■ **Dataset rows**
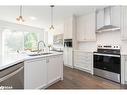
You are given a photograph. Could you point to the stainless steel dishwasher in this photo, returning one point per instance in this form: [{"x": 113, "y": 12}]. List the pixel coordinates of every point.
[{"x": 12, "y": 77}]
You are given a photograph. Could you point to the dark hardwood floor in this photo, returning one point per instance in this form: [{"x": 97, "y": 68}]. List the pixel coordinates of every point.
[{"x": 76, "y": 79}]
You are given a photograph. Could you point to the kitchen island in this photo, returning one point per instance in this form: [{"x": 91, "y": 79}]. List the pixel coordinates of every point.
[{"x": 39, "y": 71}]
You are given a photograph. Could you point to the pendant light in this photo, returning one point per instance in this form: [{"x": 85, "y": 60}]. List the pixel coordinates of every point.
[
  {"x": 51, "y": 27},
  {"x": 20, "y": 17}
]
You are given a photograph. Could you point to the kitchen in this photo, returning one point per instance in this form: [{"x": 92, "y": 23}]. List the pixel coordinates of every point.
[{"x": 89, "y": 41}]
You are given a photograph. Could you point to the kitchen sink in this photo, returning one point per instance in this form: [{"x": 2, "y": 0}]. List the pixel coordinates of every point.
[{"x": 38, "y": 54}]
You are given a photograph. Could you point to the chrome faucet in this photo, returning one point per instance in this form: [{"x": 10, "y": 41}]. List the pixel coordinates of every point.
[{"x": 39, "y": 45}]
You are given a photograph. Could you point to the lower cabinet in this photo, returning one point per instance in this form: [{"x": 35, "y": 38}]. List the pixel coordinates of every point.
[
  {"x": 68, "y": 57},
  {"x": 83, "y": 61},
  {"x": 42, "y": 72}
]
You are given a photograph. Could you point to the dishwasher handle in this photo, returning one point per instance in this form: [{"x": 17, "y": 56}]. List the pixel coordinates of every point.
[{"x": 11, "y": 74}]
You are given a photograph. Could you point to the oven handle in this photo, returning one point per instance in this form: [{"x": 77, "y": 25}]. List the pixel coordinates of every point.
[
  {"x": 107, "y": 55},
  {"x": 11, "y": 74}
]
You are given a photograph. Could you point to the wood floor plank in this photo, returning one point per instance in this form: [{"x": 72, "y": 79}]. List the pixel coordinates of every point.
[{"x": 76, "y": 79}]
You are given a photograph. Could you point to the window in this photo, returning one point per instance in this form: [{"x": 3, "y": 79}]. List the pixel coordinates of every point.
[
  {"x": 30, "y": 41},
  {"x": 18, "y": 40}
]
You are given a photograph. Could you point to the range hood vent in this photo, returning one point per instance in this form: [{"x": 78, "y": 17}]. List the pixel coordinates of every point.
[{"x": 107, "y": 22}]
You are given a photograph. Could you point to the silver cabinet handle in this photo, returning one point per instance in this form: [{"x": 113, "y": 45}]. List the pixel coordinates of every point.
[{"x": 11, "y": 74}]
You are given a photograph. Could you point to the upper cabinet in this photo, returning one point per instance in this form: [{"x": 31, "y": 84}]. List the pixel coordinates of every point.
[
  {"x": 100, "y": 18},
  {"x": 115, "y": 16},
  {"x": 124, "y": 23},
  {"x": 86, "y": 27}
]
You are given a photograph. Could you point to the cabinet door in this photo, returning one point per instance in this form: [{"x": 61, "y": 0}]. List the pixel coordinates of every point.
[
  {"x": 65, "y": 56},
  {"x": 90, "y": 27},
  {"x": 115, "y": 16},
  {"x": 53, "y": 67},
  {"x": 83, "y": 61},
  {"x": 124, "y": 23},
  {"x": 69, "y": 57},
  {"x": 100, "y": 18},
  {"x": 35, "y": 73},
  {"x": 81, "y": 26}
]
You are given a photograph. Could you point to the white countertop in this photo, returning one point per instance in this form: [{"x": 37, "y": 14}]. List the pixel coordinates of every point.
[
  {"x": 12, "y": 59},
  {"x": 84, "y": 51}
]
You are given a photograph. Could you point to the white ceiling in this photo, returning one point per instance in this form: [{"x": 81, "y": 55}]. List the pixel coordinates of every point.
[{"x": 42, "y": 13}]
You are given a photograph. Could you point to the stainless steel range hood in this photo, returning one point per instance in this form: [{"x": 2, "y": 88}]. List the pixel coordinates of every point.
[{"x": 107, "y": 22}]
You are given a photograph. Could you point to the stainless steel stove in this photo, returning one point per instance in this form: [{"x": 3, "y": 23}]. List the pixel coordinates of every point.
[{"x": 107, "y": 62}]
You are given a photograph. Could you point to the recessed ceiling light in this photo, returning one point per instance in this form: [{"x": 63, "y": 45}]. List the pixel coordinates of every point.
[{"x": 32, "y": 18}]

--

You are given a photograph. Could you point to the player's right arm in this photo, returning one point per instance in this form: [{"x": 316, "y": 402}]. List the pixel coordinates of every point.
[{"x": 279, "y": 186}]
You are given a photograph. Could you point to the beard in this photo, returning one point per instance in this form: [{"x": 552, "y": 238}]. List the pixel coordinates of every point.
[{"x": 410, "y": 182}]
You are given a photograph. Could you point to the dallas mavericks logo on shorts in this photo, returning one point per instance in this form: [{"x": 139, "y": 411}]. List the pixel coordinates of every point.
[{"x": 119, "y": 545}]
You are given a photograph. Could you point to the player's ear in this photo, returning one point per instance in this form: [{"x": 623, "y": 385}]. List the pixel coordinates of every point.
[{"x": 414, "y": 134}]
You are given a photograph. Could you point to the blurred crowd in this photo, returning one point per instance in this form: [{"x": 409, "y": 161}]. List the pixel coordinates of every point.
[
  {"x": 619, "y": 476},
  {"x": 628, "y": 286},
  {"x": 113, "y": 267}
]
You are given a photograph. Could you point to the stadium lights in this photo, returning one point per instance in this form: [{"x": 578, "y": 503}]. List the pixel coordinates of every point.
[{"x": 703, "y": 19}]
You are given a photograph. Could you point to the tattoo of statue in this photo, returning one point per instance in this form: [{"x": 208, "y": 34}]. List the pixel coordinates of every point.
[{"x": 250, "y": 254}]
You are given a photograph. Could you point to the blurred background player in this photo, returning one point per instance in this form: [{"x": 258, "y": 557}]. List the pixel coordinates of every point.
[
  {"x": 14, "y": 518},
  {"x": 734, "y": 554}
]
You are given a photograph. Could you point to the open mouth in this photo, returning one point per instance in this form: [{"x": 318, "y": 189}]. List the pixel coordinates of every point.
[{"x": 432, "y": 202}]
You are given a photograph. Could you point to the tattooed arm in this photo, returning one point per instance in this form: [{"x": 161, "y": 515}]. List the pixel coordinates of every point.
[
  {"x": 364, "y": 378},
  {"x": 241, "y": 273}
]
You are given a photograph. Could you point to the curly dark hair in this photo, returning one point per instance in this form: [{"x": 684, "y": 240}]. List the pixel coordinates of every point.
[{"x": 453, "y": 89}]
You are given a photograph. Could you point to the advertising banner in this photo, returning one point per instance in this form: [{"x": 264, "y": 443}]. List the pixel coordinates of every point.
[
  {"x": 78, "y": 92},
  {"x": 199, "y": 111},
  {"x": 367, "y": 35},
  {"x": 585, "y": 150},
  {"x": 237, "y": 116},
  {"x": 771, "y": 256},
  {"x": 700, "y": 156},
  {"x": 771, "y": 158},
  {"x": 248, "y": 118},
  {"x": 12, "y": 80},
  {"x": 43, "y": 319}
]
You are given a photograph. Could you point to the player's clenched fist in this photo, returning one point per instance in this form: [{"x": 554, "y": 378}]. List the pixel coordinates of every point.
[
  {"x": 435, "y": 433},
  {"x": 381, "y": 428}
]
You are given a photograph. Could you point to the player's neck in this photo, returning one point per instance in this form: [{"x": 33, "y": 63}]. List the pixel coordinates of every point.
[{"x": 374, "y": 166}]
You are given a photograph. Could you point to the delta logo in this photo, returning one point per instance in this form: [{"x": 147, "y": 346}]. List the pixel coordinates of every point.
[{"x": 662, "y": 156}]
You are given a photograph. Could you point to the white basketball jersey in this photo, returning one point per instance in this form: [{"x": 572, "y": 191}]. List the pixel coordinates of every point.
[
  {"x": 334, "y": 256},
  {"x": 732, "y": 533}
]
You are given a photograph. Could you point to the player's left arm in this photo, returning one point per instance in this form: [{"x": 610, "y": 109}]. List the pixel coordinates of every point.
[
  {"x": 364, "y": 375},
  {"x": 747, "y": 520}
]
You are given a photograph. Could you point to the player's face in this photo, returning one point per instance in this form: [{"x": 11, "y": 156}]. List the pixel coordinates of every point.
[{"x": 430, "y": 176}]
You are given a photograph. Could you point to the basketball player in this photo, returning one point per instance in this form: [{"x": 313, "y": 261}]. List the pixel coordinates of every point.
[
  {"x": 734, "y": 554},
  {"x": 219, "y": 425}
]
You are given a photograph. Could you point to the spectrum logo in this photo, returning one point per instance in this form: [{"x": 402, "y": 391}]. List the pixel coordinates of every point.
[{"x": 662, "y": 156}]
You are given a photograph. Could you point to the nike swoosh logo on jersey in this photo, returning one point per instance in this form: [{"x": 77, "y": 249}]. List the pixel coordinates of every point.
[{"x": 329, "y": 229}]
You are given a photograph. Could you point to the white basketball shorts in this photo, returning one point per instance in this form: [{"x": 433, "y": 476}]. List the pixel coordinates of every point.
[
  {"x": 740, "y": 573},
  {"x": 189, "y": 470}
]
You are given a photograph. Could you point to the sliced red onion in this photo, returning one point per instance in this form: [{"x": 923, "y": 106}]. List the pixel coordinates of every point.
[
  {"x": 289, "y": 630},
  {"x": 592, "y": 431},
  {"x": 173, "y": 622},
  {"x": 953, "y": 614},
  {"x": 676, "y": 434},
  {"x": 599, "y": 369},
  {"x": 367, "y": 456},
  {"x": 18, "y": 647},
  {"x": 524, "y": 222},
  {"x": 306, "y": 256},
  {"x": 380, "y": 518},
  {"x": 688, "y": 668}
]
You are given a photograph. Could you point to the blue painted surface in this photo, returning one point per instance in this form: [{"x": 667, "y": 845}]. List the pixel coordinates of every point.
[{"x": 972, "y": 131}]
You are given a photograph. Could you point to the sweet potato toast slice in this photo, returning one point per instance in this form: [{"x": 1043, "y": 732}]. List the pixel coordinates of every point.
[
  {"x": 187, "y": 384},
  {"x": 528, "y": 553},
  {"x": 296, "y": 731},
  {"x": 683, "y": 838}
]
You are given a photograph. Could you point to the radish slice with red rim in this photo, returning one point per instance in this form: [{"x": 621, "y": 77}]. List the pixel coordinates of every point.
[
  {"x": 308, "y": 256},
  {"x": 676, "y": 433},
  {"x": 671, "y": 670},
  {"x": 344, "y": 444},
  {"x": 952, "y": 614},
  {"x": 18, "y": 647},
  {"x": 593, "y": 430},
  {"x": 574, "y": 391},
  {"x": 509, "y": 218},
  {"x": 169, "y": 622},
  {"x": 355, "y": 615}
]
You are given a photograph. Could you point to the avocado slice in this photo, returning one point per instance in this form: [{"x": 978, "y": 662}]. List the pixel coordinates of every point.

■ **What you have to do**
Report each line of the entries above that contains the word "floor", copying the full line. Matches must have the same case.

■ **Exercise output**
You are given a photograph. Could you point to the dark hardwood floor in this photo, returning one point per instance in this form: [{"x": 97, "y": 68}]. List the pixel coordinates of every point.
You are given a photograph. Could you point to the wood floor plank in this photo, returning one point per instance in this form: [{"x": 72, "y": 79}]. List the pixel coordinates of every point.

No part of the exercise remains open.